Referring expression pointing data
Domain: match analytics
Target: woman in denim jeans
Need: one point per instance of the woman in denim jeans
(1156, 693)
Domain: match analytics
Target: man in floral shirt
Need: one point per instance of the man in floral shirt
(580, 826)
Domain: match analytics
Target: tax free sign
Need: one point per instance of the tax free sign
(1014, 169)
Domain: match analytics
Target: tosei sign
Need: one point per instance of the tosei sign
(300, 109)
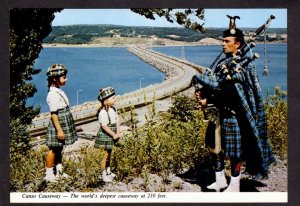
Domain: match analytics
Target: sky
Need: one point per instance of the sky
(251, 18)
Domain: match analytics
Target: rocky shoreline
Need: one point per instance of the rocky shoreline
(110, 42)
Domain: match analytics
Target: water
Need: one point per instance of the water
(90, 69)
(93, 68)
(276, 61)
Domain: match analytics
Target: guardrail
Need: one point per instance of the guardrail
(178, 75)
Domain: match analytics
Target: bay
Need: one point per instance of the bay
(93, 68)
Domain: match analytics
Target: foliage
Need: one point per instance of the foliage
(166, 144)
(28, 171)
(277, 118)
(181, 17)
(28, 27)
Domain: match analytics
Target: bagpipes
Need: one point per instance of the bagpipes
(246, 47)
(236, 63)
(229, 67)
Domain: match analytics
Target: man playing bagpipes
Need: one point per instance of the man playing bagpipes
(237, 116)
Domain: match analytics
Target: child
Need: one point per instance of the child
(108, 132)
(61, 129)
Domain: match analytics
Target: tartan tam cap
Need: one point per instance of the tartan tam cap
(56, 70)
(234, 33)
(105, 93)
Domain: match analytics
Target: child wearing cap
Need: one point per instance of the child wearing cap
(108, 132)
(61, 129)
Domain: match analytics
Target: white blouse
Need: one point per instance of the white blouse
(103, 117)
(56, 99)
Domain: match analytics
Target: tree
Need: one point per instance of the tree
(28, 27)
(181, 17)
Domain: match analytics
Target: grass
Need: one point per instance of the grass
(166, 144)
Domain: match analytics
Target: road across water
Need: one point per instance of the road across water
(178, 77)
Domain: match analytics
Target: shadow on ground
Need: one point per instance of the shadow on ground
(204, 177)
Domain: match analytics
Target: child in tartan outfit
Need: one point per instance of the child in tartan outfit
(108, 132)
(61, 129)
(236, 92)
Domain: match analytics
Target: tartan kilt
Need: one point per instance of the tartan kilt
(231, 137)
(104, 140)
(67, 123)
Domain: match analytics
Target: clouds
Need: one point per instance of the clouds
(213, 17)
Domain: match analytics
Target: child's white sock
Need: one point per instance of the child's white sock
(49, 171)
(108, 170)
(58, 168)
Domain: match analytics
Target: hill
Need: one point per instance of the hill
(89, 34)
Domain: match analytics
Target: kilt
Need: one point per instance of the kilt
(104, 140)
(231, 137)
(67, 124)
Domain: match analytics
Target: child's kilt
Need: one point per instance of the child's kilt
(67, 124)
(104, 140)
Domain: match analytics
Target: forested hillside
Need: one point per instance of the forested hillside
(82, 34)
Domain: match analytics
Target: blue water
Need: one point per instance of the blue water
(276, 57)
(93, 68)
(90, 69)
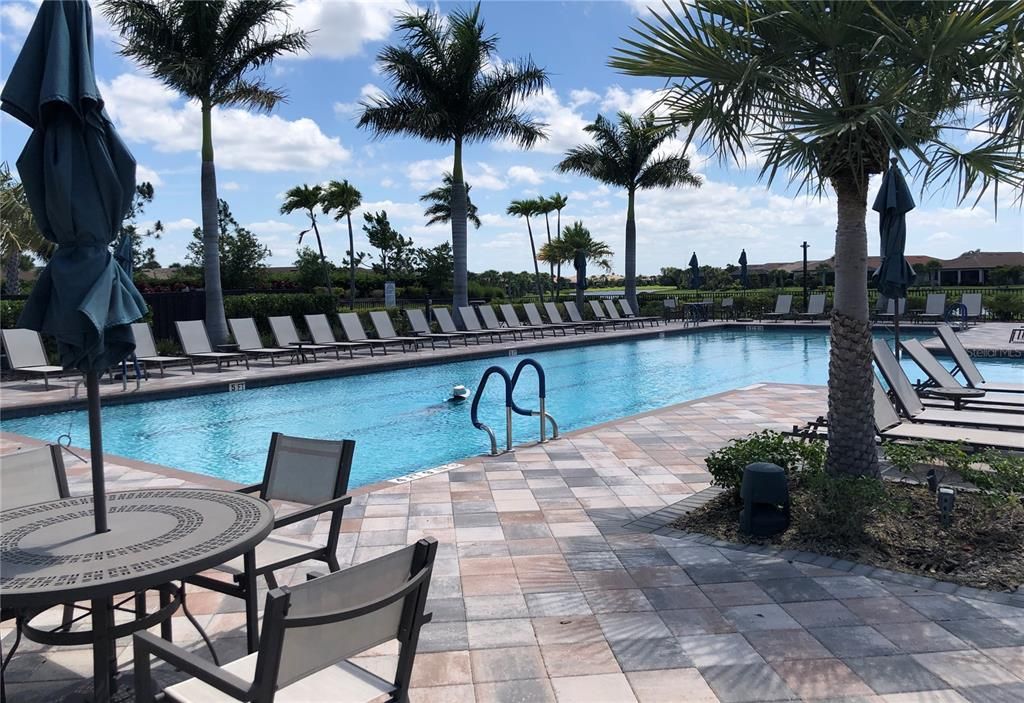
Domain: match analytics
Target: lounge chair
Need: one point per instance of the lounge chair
(27, 356)
(247, 337)
(446, 324)
(196, 344)
(965, 364)
(145, 350)
(556, 318)
(642, 319)
(320, 330)
(472, 323)
(286, 335)
(512, 320)
(354, 333)
(310, 632)
(421, 327)
(783, 307)
(310, 472)
(815, 307)
(912, 408)
(385, 331)
(940, 377)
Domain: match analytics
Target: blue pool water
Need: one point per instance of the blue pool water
(401, 423)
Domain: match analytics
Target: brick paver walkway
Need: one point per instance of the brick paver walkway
(542, 592)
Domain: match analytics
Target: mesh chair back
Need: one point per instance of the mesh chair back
(885, 414)
(371, 586)
(320, 328)
(894, 376)
(194, 337)
(935, 370)
(936, 304)
(961, 356)
(244, 330)
(382, 323)
(352, 326)
(32, 476)
(488, 317)
(469, 318)
(144, 344)
(553, 313)
(307, 471)
(25, 348)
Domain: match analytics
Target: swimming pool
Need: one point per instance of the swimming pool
(401, 423)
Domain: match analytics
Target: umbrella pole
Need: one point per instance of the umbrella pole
(96, 451)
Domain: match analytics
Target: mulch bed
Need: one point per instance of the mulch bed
(983, 546)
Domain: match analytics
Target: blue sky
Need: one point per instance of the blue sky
(312, 138)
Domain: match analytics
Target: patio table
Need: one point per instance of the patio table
(50, 555)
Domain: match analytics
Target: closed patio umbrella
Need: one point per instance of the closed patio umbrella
(79, 178)
(894, 274)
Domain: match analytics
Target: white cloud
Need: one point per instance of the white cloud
(146, 112)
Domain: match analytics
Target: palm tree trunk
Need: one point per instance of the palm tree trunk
(631, 252)
(351, 264)
(460, 284)
(851, 410)
(216, 324)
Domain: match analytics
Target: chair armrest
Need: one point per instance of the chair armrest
(299, 516)
(236, 687)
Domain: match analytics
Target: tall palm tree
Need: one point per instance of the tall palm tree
(829, 92)
(343, 198)
(527, 209)
(439, 209)
(449, 88)
(577, 246)
(310, 200)
(624, 156)
(209, 50)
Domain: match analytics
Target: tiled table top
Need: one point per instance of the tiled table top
(541, 591)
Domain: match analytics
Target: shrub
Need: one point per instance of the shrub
(727, 464)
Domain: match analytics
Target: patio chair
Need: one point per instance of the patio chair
(421, 327)
(27, 356)
(443, 317)
(966, 365)
(320, 330)
(145, 350)
(911, 406)
(247, 337)
(512, 320)
(815, 307)
(311, 472)
(385, 331)
(196, 344)
(939, 376)
(649, 319)
(783, 306)
(472, 323)
(310, 632)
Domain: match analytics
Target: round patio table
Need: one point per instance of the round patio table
(50, 554)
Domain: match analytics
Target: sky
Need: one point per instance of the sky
(313, 138)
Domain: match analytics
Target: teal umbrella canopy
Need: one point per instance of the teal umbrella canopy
(894, 201)
(79, 178)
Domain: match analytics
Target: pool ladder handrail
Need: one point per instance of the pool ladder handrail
(511, 406)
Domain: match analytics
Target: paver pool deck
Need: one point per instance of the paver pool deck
(547, 587)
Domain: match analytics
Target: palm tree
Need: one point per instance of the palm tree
(449, 88)
(439, 209)
(308, 199)
(828, 92)
(343, 196)
(578, 246)
(527, 209)
(208, 50)
(624, 156)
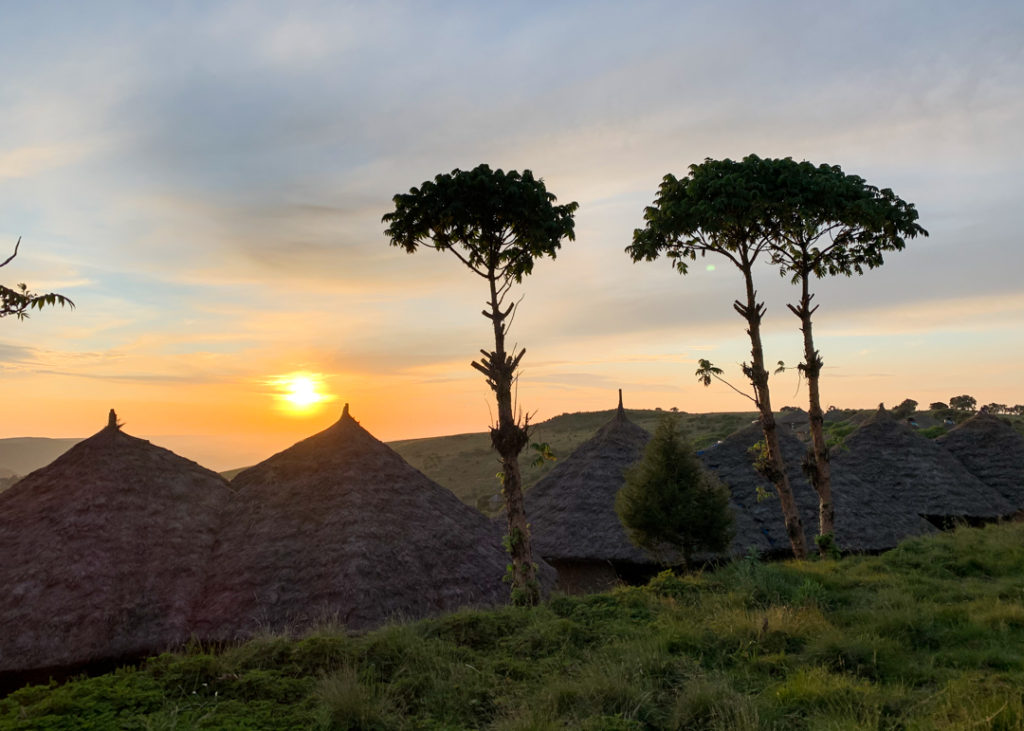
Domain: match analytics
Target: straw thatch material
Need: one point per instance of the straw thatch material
(992, 452)
(758, 519)
(103, 553)
(571, 510)
(339, 527)
(911, 474)
(860, 525)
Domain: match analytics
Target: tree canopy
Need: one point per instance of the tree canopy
(18, 300)
(497, 222)
(964, 402)
(720, 208)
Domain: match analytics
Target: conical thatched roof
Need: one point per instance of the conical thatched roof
(338, 526)
(103, 552)
(912, 474)
(571, 511)
(992, 452)
(758, 519)
(859, 524)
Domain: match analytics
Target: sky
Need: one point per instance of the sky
(206, 181)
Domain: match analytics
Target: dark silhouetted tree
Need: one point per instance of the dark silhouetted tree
(719, 209)
(497, 224)
(19, 300)
(819, 222)
(964, 403)
(670, 505)
(906, 407)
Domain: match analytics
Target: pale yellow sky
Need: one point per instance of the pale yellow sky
(207, 184)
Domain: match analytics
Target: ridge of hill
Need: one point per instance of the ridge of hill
(22, 455)
(466, 464)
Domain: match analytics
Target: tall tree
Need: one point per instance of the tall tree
(719, 209)
(19, 300)
(497, 223)
(963, 403)
(823, 222)
(670, 505)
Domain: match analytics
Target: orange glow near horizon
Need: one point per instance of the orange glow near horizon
(300, 393)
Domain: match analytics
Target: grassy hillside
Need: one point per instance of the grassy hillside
(929, 636)
(466, 465)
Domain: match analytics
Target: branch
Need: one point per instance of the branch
(9, 258)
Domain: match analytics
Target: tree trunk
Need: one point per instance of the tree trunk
(772, 465)
(509, 438)
(816, 467)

** What you are asked to do **
Your reply is to repeat, unchanged, the lines above running from the one with "Need: one point per instance of the shrub" up to and including the one with "Target: teal umbrella canopy".

** Task output **
Need: one point per instance of the shrub
(727, 464)
Domain: match analytics
Target: patio chair
Need: one point per instance of the patio chair
(421, 327)
(27, 356)
(443, 317)
(966, 365)
(320, 330)
(145, 350)
(911, 406)
(247, 337)
(512, 320)
(815, 307)
(311, 472)
(385, 331)
(196, 344)
(939, 376)
(649, 319)
(783, 306)
(472, 323)
(310, 632)
Domain: match analytics
Target: round patio table
Need: one point per instance of the round patio table
(50, 554)
Domain: match analytics
Target: sky
Need: one point per instance of the sky
(313, 138)
Domain: match analytics
Target: teal umbrella canopy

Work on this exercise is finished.